▶ [Trecho selecionado]:
--- --- ---
Sem luz no fim do túnel


DESINTERDITADAS: No dia 18 de abril, 12 cavernas foram liberadas para a visitação, amenizando um pouco a má situação dos moradores do Petar

Por Daniel Nunes Gonçalves

FOI COMO LEVAR DOIS GOLPES de uma só vez. No fim de fevereiro, a população do Vale do Ribeira, no oeste paulista, recebeu duas más notícias: a primeira dizia que o Ibama tinha aprovado a viabilidade ambiental da construção da Usina Hidrelétrica de Tijuco Alto, primeira de uma seqüência de quatro represas que vai impactar o rio Ribeira de Iguape – o último grande rio não represado do estado –, inundando uma área de 52 quilômetros quadrados em quatro municípios e alterando para sempre a paisagem de uma região que concentra 21% da Mata Atlântica remanescente no país. A segunda bomba era a interdição das cavernas dos três principais parques turísticos que sustentam a economia do Vale: a Fazenda Intervales, o Parque Caverna do Diabo e o Parque Estadual Turístico do Alto Ribeira (Petar). Teve início então uma série de protestos com o objetivo de alardear, à sociedade e às autoridades, que o Vale do Ribeira precisa de socorro.

Mesmo sendo problemas distintos e aparentemente sem conexão entre si, as duas ameaças tiraram o sono de parte da população dos 24 municípios que integram o Vale porque dão vida a um velho pesadelo da região. Há décadas os moradores sofrem problemas econômicos por viverem, ironicamente, no pedaço de natureza mais preservada do estado, com mais de 10 mil espécies de fauna e flora declaradas pela Unesco como reserva da biosfera por sua diversidade. Em cidades como Iporanga, coração turístico do Vale, tudo em volta do núcleo urbano é tombado. O que significa que quase ninguém pode investir na roça, construir uma indústria ou explorar a natureza como se fazia antigamente – cortando palmito, vivendo da mineração, produzindo pinga em alambiques. E o ecoturismo, que há uma década passou a abastecer os bolsos dessa população carente, é o alvo mais direto dessas notícias recentes.
--- --- ---
▶ [Dados fornecidos]:

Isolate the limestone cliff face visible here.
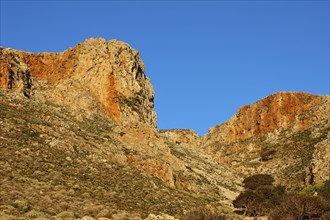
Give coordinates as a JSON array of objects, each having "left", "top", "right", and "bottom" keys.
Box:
[
  {"left": 204, "top": 92, "right": 329, "bottom": 142},
  {"left": 201, "top": 92, "right": 330, "bottom": 188},
  {"left": 0, "top": 38, "right": 156, "bottom": 127}
]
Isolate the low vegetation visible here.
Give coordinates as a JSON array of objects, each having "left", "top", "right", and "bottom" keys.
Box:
[{"left": 233, "top": 174, "right": 330, "bottom": 220}]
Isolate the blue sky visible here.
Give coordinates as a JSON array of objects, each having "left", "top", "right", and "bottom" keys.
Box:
[{"left": 0, "top": 0, "right": 330, "bottom": 135}]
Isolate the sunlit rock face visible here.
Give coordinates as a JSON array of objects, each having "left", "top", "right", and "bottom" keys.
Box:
[{"left": 0, "top": 38, "right": 156, "bottom": 128}]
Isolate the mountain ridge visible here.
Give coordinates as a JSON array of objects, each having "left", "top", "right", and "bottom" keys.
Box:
[{"left": 0, "top": 38, "right": 330, "bottom": 219}]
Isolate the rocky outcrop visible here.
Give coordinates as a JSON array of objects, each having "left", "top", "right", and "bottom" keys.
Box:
[
  {"left": 0, "top": 38, "right": 156, "bottom": 127},
  {"left": 204, "top": 92, "right": 329, "bottom": 143},
  {"left": 201, "top": 92, "right": 330, "bottom": 189},
  {"left": 0, "top": 49, "right": 32, "bottom": 97},
  {"left": 159, "top": 129, "right": 202, "bottom": 147}
]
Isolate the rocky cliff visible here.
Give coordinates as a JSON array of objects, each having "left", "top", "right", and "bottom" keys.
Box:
[
  {"left": 0, "top": 38, "right": 156, "bottom": 127},
  {"left": 201, "top": 92, "right": 330, "bottom": 188},
  {"left": 0, "top": 38, "right": 330, "bottom": 220}
]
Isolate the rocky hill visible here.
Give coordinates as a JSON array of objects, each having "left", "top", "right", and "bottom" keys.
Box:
[
  {"left": 202, "top": 92, "right": 330, "bottom": 189},
  {"left": 0, "top": 38, "right": 330, "bottom": 219}
]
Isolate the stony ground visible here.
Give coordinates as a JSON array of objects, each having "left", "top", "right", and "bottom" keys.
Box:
[{"left": 0, "top": 89, "right": 242, "bottom": 219}]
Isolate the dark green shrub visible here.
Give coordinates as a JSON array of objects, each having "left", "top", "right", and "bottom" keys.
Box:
[
  {"left": 270, "top": 193, "right": 330, "bottom": 220},
  {"left": 243, "top": 174, "right": 274, "bottom": 190},
  {"left": 317, "top": 180, "right": 330, "bottom": 201}
]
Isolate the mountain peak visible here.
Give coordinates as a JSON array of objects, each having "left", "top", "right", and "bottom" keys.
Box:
[{"left": 0, "top": 38, "right": 156, "bottom": 127}]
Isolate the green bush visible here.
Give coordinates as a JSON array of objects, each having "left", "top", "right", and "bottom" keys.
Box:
[{"left": 317, "top": 180, "right": 330, "bottom": 202}]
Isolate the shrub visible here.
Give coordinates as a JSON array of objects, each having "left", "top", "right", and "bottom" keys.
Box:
[
  {"left": 317, "top": 180, "right": 330, "bottom": 201},
  {"left": 270, "top": 193, "right": 330, "bottom": 220}
]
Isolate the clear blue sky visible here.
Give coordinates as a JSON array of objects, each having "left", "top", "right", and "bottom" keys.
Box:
[{"left": 0, "top": 0, "right": 329, "bottom": 134}]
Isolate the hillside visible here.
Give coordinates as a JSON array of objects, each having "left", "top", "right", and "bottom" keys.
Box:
[{"left": 0, "top": 38, "right": 330, "bottom": 220}]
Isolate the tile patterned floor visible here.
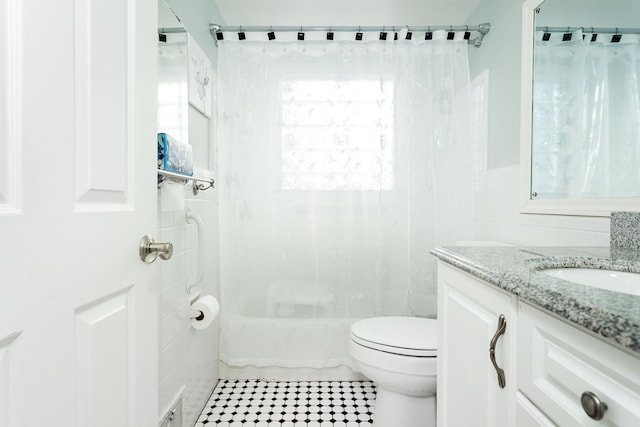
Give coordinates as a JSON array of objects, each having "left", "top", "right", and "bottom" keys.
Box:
[{"left": 194, "top": 380, "right": 376, "bottom": 427}]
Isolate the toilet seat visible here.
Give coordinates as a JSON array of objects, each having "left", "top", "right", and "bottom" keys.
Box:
[{"left": 351, "top": 316, "right": 438, "bottom": 357}]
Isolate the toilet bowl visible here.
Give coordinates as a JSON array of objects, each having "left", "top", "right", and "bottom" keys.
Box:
[{"left": 350, "top": 316, "right": 437, "bottom": 427}]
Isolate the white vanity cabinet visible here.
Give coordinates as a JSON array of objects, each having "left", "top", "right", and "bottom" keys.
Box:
[
  {"left": 437, "top": 261, "right": 517, "bottom": 427},
  {"left": 516, "top": 304, "right": 640, "bottom": 427},
  {"left": 437, "top": 261, "right": 640, "bottom": 427}
]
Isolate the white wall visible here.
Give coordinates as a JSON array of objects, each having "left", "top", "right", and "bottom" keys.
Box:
[
  {"left": 158, "top": 187, "right": 220, "bottom": 426},
  {"left": 469, "top": 0, "right": 609, "bottom": 246},
  {"left": 157, "top": 0, "right": 220, "bottom": 427}
]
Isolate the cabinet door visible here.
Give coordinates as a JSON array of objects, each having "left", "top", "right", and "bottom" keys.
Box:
[{"left": 437, "top": 262, "right": 517, "bottom": 427}]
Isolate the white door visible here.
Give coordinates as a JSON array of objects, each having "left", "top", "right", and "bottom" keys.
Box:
[{"left": 0, "top": 0, "right": 158, "bottom": 427}]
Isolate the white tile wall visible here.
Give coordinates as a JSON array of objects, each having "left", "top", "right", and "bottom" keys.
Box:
[
  {"left": 476, "top": 166, "right": 609, "bottom": 246},
  {"left": 158, "top": 181, "right": 219, "bottom": 427}
]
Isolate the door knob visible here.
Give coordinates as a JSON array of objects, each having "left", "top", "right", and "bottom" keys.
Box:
[
  {"left": 580, "top": 391, "right": 608, "bottom": 420},
  {"left": 140, "top": 234, "right": 173, "bottom": 264}
]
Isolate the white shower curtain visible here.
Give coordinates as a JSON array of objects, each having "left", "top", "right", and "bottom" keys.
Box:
[
  {"left": 218, "top": 32, "right": 473, "bottom": 368},
  {"left": 532, "top": 31, "right": 640, "bottom": 199}
]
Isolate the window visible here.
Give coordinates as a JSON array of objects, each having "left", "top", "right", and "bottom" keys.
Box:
[{"left": 282, "top": 80, "right": 394, "bottom": 191}]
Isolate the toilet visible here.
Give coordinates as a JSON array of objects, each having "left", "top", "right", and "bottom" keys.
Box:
[{"left": 350, "top": 316, "right": 437, "bottom": 427}]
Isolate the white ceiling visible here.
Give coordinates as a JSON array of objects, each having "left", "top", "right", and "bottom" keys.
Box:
[{"left": 211, "top": 0, "right": 481, "bottom": 26}]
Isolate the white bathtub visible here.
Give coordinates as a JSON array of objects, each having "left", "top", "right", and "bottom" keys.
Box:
[{"left": 220, "top": 286, "right": 363, "bottom": 381}]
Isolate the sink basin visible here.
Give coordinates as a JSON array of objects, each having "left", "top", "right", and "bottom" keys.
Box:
[{"left": 539, "top": 268, "right": 640, "bottom": 296}]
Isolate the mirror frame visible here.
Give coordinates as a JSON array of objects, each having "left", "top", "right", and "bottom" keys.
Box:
[{"left": 520, "top": 0, "right": 640, "bottom": 216}]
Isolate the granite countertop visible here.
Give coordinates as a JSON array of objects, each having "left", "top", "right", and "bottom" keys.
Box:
[{"left": 431, "top": 246, "right": 640, "bottom": 357}]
--- --- ---
▶ [Instrução]: Segundo o trecho sobre o Vale do Ribeira, quais são os parques turísticos que tiveram as cavernas interditadas? As entradas são um material à parte, sem relação com o trecho.

▶ [Resposta desenvolvida]:
- Fazenda Intervales
- Parque Caverna do Diabo
- Parque Estadual Turístico do Alto Ribeira (Petar)